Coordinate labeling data
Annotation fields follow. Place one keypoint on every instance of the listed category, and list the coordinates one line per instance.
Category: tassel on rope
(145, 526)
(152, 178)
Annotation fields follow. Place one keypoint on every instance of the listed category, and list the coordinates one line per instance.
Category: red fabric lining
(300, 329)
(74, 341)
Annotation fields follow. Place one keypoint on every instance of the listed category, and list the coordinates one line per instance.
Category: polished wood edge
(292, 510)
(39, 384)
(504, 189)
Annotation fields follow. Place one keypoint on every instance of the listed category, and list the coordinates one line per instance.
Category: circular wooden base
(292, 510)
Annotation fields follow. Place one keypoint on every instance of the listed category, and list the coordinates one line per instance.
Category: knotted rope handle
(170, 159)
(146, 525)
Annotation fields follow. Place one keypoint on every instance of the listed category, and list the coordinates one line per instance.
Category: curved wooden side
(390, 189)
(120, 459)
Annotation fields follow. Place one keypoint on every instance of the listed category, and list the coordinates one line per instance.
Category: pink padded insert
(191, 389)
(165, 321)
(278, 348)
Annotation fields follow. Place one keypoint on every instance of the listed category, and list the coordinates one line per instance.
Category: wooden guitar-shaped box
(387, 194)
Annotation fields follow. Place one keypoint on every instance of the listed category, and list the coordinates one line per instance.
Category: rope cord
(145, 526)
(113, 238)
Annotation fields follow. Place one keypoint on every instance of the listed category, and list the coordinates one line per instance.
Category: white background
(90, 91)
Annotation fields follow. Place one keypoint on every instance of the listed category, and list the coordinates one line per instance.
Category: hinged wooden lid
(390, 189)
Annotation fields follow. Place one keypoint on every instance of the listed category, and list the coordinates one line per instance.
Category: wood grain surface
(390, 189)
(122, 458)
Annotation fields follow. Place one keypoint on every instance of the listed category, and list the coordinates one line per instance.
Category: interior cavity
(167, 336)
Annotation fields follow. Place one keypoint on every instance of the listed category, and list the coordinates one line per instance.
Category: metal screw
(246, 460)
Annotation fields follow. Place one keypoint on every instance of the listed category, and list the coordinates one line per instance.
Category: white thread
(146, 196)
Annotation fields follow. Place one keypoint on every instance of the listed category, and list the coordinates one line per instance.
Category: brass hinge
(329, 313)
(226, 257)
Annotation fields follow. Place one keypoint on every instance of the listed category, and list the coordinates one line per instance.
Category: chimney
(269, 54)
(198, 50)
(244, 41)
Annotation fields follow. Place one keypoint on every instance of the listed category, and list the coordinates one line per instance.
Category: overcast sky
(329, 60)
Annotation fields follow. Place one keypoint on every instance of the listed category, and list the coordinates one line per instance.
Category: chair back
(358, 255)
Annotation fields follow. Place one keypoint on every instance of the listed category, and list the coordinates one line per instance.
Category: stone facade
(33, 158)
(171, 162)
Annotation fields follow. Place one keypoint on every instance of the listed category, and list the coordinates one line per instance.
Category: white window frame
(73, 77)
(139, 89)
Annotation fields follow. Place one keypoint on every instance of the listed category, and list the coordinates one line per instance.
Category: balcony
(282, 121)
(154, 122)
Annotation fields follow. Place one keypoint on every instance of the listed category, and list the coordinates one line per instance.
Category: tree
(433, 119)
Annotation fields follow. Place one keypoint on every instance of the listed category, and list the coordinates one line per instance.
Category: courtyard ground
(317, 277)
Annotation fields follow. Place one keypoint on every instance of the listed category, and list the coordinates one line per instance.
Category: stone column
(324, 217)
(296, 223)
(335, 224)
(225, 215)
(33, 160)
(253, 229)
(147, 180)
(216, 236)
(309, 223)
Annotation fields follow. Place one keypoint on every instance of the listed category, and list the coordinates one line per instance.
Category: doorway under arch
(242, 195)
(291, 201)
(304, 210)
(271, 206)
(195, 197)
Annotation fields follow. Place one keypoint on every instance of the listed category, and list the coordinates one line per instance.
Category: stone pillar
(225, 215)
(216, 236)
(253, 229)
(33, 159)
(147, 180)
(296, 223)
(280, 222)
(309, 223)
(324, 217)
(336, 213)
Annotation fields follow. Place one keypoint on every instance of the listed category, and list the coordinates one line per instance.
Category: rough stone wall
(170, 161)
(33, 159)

TASK INSTRUCTIONS – List each line of the records above that contains the string "rope", copying every such line in full.

CORRECT RESULT –
Category: tassel on rope
Category: knotted rope handle
Category: rope cord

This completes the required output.